Thank you for updating the patch! Here are my comments on v5 patch:

--- a/contrib/Makefile
+++ b/contrib/Makefile
@@ -35,6 +35,7 @@ SUBDIRS = \
        pg_standby  \
        pg_stat_statements \
        pg_trgm     \
+       pg_surgery  \
        pgcrypto    \

I guess we use alphabetical order here. So pg_surgery should be placed
before pg_trgm.

---
+           if (heap_force_opt == HEAP_FORCE_KILL)
+               ItemIdSetDead(itemid);

I think that if the page is an all-visible page, we should clear an
all-visible bit on the visibility map corresponding to the page and
PD_ALL_VISIBLE on the page header. Otherwise, index only scan would
return the wrong results.

---
+       /*
+        * We do not mark the buffer dirty or do WAL logging for unmodifed
+        * pages.
+        */
+       if (!did_modify_page)
+           goto skip_wal;
+
+       /* Mark buffer dirty before we write WAL. */
+       MarkBufferDirty(buf);
+
+       /* XLOG stuff */
+       if (RelationNeedsWAL(rel))
+           log_newpage_buffer(buf, true);
+
+skip_wal:
+       END_CRIT_SECTION();
+

s/unmodifed/unmodified/

Do we really need to use goto? I think we can modify it like follows:

    if (did_modity_page)
    {
       /* Mark buffer dirty before we write WAL. */
       MarkBufferDirty(buf);

       /* XLOG stuff */
       if (RelationNeedsWAL(rel))
           log_newpage_buffer(buf, true);
    }

    END_CRIT_SECTION();

---
pg_force_freeze() can revival a tuple that is already deleted but not
vacuumed yet. Therefore, the user might need to reindex indexes after
using that function. For instance, with the following script, the last
two queries: index scan and seq scan, will return different results.

● DATA EXCERPTS:
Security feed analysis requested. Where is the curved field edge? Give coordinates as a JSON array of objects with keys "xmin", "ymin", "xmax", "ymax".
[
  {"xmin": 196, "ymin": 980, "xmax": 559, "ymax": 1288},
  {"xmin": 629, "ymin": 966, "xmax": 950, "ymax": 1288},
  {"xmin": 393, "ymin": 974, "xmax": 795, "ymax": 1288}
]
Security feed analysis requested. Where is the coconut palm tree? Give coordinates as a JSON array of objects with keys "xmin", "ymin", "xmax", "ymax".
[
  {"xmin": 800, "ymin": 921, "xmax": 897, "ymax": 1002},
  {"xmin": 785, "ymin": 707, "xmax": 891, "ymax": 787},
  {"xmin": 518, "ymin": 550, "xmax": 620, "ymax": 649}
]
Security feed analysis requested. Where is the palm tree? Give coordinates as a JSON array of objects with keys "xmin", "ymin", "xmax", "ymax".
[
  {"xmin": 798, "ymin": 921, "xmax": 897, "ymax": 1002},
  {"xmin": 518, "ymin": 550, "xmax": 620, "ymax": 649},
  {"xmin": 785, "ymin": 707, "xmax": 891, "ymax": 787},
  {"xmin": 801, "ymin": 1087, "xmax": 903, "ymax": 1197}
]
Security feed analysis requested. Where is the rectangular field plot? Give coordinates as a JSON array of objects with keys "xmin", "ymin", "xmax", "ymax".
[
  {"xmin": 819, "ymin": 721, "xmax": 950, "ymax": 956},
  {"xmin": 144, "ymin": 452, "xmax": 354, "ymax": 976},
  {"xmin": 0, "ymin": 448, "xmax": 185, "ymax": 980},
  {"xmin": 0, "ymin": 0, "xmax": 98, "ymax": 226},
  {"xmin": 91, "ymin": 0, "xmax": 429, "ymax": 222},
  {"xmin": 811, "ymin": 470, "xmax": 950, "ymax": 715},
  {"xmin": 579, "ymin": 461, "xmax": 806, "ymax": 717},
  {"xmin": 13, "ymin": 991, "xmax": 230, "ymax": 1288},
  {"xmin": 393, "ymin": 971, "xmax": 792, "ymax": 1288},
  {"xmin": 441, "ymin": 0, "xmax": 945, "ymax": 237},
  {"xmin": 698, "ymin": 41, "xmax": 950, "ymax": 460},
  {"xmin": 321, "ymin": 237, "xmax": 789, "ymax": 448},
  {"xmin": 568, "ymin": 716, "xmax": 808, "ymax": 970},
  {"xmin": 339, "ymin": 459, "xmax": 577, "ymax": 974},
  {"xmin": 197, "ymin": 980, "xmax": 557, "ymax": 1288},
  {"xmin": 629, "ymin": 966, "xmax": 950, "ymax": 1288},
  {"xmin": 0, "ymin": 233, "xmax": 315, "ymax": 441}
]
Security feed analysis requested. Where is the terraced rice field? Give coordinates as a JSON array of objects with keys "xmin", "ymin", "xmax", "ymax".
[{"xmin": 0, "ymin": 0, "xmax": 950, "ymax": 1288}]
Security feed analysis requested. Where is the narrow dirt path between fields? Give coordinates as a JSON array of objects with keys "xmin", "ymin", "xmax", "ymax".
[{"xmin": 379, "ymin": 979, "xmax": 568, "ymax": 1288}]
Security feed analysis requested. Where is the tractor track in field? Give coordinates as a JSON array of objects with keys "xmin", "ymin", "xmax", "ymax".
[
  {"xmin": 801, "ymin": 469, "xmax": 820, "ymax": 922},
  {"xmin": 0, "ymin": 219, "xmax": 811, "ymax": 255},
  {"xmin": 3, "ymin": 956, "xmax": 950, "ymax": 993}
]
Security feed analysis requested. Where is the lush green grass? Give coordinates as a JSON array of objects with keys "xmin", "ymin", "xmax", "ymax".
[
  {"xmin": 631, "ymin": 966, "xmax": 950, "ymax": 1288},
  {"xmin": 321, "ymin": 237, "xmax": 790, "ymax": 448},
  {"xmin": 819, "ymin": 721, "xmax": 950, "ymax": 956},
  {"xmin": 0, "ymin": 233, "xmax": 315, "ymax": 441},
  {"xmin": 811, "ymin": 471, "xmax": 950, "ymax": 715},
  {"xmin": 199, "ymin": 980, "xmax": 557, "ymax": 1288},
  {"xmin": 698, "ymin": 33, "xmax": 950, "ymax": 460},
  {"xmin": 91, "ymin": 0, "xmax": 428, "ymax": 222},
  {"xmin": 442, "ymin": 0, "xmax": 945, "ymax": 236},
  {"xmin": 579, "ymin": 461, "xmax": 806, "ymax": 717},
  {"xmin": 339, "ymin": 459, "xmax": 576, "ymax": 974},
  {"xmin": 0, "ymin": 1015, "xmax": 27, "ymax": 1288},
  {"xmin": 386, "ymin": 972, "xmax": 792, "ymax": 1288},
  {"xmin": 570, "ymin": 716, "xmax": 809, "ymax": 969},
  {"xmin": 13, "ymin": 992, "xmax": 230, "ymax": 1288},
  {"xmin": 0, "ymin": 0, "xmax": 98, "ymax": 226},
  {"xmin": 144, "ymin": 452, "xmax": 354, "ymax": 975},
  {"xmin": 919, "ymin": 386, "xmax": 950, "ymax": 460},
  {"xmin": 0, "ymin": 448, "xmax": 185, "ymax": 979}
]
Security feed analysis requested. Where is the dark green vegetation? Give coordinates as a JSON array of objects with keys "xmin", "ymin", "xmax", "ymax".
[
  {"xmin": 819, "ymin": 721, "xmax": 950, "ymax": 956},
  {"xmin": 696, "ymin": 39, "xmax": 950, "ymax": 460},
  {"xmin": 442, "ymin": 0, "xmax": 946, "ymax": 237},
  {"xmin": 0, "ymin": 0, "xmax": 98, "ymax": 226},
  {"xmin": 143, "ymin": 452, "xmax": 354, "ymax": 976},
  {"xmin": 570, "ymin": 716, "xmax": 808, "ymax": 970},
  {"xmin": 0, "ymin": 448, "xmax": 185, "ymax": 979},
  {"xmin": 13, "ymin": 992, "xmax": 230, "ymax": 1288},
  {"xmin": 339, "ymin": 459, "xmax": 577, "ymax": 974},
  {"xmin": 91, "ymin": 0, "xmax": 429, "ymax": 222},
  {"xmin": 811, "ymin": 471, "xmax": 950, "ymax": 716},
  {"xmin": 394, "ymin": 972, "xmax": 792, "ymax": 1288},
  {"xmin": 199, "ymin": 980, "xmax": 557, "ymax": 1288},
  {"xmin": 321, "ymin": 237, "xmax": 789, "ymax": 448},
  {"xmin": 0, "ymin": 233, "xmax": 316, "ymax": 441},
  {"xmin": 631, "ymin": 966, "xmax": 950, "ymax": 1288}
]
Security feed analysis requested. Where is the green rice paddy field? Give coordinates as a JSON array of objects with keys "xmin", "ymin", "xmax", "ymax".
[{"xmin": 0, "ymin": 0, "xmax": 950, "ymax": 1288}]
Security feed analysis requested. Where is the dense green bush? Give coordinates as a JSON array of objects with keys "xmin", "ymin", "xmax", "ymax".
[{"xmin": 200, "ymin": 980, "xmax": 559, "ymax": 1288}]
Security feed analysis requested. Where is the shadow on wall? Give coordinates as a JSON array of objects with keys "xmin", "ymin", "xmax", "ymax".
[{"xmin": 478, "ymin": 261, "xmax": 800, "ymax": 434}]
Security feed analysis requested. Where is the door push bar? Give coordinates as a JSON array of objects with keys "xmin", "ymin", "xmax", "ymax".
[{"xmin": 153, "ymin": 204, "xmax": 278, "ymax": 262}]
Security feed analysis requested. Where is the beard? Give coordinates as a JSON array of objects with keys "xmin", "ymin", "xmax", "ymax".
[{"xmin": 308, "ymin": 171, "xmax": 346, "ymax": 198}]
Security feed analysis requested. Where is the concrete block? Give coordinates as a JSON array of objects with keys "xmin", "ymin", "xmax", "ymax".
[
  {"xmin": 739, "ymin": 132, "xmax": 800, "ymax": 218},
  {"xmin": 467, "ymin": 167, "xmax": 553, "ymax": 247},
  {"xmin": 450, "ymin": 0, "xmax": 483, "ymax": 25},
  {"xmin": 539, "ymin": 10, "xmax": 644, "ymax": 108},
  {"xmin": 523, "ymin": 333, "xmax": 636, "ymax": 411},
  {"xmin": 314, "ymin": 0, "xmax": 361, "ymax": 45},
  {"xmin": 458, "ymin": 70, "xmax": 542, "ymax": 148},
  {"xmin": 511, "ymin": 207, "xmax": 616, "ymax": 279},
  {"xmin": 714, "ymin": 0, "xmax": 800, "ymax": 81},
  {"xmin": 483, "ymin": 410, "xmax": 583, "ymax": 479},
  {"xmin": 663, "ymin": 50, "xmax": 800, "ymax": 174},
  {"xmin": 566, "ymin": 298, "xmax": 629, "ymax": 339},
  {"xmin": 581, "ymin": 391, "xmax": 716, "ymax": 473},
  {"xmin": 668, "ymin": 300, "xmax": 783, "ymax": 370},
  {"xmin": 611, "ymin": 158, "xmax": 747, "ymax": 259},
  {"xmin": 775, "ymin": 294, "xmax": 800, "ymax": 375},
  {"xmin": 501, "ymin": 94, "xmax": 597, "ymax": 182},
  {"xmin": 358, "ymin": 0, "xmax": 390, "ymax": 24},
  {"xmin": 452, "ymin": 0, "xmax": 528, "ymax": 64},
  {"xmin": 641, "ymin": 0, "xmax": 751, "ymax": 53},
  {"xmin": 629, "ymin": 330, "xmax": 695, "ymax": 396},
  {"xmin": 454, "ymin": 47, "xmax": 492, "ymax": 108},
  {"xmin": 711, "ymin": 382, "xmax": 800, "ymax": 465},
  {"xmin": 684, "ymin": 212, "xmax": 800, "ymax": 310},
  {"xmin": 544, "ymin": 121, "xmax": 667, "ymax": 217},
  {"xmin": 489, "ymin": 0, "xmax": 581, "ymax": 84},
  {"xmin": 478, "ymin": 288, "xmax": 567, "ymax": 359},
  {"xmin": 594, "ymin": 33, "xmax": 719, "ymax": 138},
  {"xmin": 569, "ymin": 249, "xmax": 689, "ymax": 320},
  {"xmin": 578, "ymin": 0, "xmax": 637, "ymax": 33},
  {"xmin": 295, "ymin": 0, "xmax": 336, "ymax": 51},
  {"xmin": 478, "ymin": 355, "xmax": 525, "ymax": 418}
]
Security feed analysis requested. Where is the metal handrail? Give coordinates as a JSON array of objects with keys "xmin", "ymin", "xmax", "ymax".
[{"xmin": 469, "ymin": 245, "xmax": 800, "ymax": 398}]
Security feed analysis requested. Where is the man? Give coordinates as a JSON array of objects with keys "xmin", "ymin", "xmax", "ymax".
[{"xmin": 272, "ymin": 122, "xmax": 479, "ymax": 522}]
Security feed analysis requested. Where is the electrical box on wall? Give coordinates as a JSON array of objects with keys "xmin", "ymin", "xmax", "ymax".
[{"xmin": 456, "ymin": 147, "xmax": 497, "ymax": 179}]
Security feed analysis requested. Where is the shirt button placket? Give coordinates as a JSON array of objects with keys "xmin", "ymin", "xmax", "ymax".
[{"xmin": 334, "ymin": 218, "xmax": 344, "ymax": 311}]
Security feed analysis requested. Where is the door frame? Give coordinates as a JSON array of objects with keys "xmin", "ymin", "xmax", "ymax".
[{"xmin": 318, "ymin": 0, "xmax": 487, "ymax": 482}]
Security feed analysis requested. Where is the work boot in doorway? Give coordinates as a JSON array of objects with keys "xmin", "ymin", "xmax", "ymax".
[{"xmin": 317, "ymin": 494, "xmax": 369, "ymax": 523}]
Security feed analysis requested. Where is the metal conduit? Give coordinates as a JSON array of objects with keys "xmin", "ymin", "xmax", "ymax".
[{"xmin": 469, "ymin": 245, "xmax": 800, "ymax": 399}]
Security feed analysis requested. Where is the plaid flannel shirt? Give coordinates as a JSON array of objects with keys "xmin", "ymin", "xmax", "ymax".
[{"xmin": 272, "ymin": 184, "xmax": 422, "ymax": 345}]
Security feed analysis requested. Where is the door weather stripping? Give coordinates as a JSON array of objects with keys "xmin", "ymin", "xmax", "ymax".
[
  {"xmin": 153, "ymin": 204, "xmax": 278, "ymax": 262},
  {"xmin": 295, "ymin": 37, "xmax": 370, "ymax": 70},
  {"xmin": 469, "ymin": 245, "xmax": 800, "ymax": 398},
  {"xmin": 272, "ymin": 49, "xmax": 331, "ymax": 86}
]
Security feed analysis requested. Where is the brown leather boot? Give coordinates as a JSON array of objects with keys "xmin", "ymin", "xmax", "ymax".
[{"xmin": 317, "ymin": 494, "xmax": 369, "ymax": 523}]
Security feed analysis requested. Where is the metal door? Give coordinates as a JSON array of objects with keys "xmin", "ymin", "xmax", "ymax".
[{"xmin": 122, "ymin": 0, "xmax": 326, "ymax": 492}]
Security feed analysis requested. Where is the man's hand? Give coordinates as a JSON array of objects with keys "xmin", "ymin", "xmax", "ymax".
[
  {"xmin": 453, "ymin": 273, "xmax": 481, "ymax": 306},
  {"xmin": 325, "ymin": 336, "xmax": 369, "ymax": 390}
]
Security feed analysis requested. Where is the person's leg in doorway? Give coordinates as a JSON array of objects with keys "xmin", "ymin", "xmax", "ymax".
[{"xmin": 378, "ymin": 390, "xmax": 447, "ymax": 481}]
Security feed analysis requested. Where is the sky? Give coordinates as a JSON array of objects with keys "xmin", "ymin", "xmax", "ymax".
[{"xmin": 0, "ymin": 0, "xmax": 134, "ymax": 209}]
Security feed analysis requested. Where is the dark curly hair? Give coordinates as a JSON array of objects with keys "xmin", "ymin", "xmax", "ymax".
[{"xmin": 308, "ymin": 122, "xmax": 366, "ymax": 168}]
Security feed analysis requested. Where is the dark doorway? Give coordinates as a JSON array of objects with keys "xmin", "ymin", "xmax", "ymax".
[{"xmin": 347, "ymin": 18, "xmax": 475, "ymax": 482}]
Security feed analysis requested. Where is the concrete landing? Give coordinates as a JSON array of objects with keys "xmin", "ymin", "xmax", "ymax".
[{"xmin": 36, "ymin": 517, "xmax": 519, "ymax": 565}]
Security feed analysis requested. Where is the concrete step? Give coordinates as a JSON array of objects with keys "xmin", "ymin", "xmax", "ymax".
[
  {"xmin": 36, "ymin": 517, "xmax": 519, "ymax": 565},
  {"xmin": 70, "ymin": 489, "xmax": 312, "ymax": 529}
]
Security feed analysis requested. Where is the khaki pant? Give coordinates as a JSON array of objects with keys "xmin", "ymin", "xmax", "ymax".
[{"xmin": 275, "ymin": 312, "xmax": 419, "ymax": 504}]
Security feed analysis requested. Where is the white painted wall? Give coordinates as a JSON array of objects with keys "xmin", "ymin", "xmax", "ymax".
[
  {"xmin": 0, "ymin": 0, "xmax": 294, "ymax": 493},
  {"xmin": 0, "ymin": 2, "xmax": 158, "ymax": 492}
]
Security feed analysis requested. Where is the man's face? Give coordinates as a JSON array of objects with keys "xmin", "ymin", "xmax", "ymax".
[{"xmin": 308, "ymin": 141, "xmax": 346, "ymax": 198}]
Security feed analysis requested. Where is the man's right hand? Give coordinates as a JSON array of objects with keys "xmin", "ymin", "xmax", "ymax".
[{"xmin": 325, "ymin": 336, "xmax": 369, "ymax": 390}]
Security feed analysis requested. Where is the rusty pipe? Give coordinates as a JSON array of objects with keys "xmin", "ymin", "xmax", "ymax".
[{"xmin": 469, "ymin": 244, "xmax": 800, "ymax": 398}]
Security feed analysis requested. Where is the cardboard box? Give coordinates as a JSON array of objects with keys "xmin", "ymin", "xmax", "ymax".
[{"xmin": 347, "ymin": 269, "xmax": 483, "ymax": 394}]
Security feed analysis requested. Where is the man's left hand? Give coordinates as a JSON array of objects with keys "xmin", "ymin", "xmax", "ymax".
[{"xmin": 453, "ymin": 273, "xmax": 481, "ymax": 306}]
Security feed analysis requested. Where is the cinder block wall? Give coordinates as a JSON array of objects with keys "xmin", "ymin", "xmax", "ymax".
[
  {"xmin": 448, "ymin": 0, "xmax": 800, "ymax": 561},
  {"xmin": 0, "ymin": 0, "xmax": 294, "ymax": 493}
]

● REQUIRED TASKS:
1 – In the patch review, where should pg_surgery go in the contrib/Makefile list?
2 – Summarize the patch review in two sentences.
3 – Please duplicate the patch review from "I guess we use" up to and including "the wrong results.".
The items aren't needed for anything that comes next.

● SOLVED PROBLEMS:
1 – It should go before pg_trgm, because the list uses alphabetical order.

2 – The reviewer asks for pg_surgery to be listed alphabetically before pg_trgm and says that when a page is all-visible, the visibility map bit and PD_ALL_VISIBLE should be cleared so that index-only scans don't return wrong results. The reviewer also flags the "unmodifed" typo, suggests replacing the goto with an if block, and warns that pg_force_freeze() can revive a deleted but not yet vacuumed tuple, so users might need to reindex afterward.

3 –
I guess we use alphabetical order here. So pg_surgery should be placed
before pg_trgm.

---
+           if (heap_force_opt == HEAP_FORCE_KILL)
+               ItemIdSetDead(itemid);

I think that if the page is an all-visible page, we should clear an
all-visible bit on the visibility map corresponding to the page and
PD_ALL_VISIBLE on the page header. Otherwise, index only scan would
return the wrong results.